PROBLEM DESCRIPTION - Which lines belong in the answer? Exactly those from the line containing "man in this" through the last line of the records below, repeated as written.

==================================================

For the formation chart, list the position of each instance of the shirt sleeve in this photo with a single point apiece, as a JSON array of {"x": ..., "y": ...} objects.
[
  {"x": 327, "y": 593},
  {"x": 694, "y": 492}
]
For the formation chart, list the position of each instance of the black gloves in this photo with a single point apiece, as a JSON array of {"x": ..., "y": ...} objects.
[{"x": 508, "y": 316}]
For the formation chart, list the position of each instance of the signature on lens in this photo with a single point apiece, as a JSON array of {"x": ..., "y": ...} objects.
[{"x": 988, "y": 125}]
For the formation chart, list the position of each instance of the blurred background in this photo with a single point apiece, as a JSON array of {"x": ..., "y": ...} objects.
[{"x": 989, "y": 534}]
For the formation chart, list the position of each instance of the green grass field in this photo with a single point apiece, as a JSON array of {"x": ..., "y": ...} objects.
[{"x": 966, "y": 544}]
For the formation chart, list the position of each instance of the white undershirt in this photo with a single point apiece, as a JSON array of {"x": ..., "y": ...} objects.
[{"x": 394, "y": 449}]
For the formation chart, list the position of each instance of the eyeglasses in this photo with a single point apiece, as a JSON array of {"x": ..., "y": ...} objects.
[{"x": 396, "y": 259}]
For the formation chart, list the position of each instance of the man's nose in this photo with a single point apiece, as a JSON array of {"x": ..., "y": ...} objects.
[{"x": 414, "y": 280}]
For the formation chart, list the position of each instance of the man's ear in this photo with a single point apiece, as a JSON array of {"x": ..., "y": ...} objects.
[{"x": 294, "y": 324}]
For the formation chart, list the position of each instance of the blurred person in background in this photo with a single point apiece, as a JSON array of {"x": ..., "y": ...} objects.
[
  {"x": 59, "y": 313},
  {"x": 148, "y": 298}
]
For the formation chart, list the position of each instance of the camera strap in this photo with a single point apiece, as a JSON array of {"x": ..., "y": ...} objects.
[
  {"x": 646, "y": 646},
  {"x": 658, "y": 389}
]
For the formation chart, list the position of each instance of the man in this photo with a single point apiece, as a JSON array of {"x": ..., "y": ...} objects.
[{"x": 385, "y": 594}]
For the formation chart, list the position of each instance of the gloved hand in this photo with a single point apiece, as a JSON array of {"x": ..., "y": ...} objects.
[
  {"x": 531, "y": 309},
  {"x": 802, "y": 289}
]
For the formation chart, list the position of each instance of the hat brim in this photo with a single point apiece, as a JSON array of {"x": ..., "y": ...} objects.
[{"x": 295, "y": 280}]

==================================================

ANSWER BOX -
For the formation chart, list the position of each instance of the man in this photo with a single point apiece, as a JSON array of {"x": ..., "y": ...} objects.
[{"x": 385, "y": 594}]
For the formation chart, list the position of each instance of the gloved hand in this photo with a single point apiece, as a JSON array of {"x": ..., "y": ...} objects.
[
  {"x": 531, "y": 309},
  {"x": 802, "y": 289}
]
For the formation chart, list the position of each instance of the hat brim in this photo with a single point apiece, as a JSON array of {"x": ..., "y": ...} objects.
[{"x": 295, "y": 280}]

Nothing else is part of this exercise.